O que fazer
De acordo com o trecho de origem, quantos presos foram soltos pelo indulto presidencial?

Trecho de origem
Pouco falta para que a Nação, atônita e amedrontada, aceite essa mensagem com a naturalidade de quem se curva a “um imperativo categórico, um mandamento divino”, para usar as palavras com que Antonio Gramsci definia a autoridade do partido revolucionário.

A articulação e o timing foram perfeitos: com poucos dias de distância, o governo da República ensina o país a curvar-se servilmente ao insulto que venha da fonte ideológica apropriada, o MST proclama orgulhosamente seu direito de lutar contra o país, o indulto presidencial solta 12 mil presos e a “democracia direta” dos homens armados impõe o toque de recolher a vinte milhões de brasileiros. Alguém ainda é idiota o bastante para achar que foi tudo uma coincidência fortuita, que ações enormemente complexas como essas que estamos vendo podem ser improvisadas do dia para a noite, sem nenhuma comunicação entre os vários focos geradores da revolução continental?

Pelo menos o líder dos criminosos rebelados, que confessa ter estudado muito Lênin, sabe que isso é impossível. Também o sabe o fundador e presidente crônico do Foro de São Paulo, temporariamente afastado para exercer o papel de presidente do Brasil.

Os fatos estão visíveis, mas muitos brasileiros ainda insistem em não tirar deles as conclusões mais óbvias e incontornáveis. É que, nessas criaturas, o medo da chacota cínica superou o instinto de sobrevivência. O cérebro delas está chegando àquele ponto de entorpecimento em que já não é possível distinguir o vivo do morto.

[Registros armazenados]
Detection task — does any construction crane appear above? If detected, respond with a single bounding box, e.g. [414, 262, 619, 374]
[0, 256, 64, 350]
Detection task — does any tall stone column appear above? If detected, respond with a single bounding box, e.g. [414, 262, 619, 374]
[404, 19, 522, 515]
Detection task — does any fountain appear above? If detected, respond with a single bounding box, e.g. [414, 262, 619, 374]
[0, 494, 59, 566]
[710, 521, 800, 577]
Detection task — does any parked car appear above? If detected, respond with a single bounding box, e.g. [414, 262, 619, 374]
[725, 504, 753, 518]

Resposta da tarefa
12 mil presos.